- **What you are asked to do**
Write out the lines of the items below without any changes, from the line with "Where is each instance of the red rear" up to and including the line with "point(306, 213)".

-- start of Listing --

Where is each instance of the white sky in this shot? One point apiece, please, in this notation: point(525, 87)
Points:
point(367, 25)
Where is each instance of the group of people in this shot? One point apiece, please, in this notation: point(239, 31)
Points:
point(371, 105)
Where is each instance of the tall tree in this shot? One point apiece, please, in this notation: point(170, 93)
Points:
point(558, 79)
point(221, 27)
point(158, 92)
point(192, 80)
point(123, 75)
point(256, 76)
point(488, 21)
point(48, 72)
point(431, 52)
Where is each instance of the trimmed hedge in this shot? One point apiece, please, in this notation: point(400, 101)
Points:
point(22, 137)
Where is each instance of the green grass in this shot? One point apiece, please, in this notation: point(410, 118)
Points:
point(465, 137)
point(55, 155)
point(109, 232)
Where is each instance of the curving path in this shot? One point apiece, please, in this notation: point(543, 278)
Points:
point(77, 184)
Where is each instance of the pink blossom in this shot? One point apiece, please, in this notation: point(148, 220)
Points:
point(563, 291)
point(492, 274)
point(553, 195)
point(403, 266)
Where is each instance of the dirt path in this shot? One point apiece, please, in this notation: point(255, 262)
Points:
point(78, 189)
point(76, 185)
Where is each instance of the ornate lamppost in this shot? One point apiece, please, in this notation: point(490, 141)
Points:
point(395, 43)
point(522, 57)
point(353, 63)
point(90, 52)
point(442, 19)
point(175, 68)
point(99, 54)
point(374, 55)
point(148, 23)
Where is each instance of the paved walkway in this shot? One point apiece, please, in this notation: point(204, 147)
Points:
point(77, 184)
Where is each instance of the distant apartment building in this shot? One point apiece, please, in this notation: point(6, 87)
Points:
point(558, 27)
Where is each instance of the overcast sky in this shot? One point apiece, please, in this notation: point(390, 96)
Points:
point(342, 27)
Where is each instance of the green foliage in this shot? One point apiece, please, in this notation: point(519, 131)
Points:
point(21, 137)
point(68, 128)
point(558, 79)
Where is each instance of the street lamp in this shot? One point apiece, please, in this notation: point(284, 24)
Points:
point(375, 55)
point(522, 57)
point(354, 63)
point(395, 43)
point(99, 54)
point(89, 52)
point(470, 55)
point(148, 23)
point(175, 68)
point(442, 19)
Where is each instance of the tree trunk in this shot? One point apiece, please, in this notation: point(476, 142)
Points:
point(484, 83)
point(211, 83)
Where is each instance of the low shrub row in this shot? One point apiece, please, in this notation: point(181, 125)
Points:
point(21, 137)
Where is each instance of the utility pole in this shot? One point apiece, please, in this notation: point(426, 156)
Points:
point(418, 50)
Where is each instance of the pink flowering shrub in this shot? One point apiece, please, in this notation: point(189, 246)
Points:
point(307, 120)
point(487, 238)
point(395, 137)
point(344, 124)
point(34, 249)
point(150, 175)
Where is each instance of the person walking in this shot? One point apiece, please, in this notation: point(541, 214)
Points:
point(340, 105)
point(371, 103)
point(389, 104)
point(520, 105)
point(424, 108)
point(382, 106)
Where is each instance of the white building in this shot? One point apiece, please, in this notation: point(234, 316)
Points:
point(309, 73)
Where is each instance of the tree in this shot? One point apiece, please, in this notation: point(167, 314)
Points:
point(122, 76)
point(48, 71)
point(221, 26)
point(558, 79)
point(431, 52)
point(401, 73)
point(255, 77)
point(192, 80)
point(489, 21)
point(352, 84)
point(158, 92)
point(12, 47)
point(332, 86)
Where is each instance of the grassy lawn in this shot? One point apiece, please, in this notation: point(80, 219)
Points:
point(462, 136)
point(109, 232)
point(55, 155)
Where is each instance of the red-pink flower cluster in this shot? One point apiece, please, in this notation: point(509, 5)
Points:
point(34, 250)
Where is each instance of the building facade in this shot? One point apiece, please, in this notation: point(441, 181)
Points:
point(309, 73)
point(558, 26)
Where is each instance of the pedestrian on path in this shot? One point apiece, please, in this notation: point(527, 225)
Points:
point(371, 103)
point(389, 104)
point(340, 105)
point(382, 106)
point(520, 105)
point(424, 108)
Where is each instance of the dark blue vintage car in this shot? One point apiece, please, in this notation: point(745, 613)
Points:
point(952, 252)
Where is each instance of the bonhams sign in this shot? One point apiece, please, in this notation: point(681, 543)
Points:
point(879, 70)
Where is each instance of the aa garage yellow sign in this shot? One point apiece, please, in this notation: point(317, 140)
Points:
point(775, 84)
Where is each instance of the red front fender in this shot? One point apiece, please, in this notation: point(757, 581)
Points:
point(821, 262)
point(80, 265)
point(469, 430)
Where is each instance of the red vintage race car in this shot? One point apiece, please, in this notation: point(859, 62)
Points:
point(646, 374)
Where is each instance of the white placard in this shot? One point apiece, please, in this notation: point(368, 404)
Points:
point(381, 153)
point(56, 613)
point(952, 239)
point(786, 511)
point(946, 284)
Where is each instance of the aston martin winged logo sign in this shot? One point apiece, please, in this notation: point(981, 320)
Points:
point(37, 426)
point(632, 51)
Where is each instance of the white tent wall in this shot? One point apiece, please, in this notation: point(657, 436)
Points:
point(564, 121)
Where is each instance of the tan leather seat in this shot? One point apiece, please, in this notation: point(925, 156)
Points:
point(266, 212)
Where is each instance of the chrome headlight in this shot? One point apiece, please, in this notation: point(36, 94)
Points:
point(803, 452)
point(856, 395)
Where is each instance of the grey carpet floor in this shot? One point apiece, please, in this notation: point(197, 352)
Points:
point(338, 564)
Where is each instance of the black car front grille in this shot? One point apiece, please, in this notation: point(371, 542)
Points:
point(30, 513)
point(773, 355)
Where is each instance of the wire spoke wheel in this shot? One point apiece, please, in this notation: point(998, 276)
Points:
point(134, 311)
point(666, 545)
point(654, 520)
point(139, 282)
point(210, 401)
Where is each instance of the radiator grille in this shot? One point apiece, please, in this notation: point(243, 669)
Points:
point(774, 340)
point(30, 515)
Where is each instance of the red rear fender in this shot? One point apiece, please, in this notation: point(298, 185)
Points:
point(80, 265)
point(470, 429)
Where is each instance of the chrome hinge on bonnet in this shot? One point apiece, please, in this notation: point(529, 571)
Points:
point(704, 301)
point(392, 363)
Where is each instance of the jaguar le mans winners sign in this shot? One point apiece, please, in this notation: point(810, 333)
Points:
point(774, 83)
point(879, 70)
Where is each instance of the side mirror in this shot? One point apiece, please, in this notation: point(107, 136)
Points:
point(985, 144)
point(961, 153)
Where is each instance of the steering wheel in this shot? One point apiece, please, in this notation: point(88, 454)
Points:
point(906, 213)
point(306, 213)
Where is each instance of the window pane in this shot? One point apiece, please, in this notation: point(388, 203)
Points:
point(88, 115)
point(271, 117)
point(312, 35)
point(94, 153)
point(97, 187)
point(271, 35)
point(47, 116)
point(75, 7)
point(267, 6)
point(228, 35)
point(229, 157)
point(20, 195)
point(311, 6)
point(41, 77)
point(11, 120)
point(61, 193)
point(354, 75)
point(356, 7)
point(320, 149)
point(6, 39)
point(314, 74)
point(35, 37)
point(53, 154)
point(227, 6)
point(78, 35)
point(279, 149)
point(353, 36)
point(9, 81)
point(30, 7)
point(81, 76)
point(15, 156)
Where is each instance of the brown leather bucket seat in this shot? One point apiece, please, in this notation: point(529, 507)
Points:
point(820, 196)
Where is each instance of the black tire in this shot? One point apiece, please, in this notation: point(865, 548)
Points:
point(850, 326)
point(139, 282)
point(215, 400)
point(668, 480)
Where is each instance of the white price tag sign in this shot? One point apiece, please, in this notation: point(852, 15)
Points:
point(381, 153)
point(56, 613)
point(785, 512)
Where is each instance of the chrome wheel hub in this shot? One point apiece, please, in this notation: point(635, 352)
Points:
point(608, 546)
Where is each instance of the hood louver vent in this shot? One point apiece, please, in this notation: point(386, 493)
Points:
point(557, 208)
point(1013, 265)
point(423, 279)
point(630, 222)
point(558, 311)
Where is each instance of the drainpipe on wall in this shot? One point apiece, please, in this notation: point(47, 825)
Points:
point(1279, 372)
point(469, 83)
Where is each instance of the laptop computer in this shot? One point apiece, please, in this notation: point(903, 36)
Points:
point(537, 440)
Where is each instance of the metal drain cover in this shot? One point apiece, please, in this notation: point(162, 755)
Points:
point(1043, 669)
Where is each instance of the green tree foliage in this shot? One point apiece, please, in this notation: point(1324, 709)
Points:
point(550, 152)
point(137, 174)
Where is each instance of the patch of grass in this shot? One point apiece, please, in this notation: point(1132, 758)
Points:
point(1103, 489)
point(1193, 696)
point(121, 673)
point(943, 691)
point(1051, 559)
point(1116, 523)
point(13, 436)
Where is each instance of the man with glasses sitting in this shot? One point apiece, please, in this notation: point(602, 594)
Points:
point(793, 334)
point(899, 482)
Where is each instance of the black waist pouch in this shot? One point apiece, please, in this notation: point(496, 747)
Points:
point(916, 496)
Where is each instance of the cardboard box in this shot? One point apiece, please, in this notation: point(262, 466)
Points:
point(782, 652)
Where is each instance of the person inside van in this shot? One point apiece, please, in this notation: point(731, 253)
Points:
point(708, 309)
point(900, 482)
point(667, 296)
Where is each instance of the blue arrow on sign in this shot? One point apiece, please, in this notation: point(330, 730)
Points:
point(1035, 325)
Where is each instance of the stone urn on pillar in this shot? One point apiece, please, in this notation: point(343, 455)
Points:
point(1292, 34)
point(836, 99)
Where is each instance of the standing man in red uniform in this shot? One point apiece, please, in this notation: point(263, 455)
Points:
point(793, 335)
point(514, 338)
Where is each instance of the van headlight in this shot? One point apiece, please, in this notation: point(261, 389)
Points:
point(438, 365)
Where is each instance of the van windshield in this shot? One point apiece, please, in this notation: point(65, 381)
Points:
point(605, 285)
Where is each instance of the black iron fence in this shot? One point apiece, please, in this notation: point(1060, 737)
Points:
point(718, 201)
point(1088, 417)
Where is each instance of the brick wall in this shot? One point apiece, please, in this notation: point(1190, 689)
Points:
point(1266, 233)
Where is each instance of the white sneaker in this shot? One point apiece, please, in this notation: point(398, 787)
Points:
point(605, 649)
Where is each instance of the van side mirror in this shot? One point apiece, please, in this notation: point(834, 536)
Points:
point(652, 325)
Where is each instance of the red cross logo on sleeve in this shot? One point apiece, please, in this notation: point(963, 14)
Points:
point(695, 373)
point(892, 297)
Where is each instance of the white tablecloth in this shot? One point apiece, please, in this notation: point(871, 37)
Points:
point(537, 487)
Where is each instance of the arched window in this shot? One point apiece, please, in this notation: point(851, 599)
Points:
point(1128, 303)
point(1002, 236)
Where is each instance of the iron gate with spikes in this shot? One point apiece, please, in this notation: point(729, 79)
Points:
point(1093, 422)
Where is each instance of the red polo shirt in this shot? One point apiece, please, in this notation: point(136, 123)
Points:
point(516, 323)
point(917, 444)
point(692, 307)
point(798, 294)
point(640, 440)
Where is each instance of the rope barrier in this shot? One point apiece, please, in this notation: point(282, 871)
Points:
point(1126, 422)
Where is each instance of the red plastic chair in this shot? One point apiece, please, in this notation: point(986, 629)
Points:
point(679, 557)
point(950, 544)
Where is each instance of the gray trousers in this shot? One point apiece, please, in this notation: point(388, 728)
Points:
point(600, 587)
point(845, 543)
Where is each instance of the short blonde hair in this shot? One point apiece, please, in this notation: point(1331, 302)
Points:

-- end of Listing --

- **Correct answer**
Where is each instance of the red rear fender in this shot? One point apiece, please, in this notation: point(298, 185)
Points:
point(80, 265)
point(470, 429)
Where is each instance of the chrome hinge on bonnet in this shot? One point apiece, please, in this notation: point(529, 571)
Points:
point(704, 301)
point(392, 363)
Where is each instance of the jaguar le mans winners sign in this shot? One point apiece, please, in this notation: point(810, 333)
Points:
point(774, 83)
point(879, 70)
Where is each instance of the side mirror in this shot? One point apiece, please, in this notation: point(107, 136)
Points:
point(985, 144)
point(961, 153)
Where is each instance of the steering wheel in this shot? One point apiece, please, in this notation: point(88, 454)
Points:
point(906, 213)
point(306, 213)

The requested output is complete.